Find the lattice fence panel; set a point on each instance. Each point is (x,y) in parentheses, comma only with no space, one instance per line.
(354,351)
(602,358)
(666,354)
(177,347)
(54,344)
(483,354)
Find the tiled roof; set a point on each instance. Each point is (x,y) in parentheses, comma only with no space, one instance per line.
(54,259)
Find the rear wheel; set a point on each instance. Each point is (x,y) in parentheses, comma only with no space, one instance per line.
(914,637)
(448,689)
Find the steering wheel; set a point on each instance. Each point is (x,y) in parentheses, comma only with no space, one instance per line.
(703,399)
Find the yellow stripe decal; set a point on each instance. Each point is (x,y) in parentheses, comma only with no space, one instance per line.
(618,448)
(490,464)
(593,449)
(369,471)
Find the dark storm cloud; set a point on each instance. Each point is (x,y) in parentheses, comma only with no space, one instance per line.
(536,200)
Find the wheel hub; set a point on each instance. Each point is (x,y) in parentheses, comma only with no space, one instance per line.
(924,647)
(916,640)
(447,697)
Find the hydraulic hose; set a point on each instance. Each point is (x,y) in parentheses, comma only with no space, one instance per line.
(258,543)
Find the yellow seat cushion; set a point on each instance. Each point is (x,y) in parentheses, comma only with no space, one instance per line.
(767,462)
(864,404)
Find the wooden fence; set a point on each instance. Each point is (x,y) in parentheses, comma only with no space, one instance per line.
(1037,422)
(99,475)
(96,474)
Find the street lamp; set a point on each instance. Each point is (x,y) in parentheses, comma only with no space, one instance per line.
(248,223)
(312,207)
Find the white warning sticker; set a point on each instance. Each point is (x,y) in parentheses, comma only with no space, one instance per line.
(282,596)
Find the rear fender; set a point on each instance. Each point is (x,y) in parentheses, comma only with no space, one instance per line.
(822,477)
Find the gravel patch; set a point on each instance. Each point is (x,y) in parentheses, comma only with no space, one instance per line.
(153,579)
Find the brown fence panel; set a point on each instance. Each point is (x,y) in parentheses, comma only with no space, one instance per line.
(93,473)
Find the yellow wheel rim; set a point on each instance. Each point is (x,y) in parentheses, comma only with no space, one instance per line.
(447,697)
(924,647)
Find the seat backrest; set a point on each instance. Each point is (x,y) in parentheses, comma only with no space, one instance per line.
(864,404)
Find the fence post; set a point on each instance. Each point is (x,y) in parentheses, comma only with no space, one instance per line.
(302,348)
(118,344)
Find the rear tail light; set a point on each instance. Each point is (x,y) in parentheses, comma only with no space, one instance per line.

▶ _Enunciado da tarefa_
Organize numa tabela Markdown as linhas acima, começando pela linha que contém "Find the seat" e seguindo até a última, sem as linhas em branco. Use a coluna "Número" para a numeração e a coluna "Texto" para a linha.

▶ _Exercício resolvido_
| Número | Texto |
|---|---|
| 1 | Find the seat backrest; set a point on each instance. Each point is (x,y) in parentheses, comma only with no space, one instance per line. |
| 2 | (864,404) |
| 3 | Find the fence post; set a point on each instance. Each point is (x,y) in parentheses, comma only with no space, one instance per line. |
| 4 | (302,348) |
| 5 | (118,344) |
| 6 | Find the rear tail light; set a point on each instance. Each point is (x,y) in parentheses, comma only with no space, one instance per line. |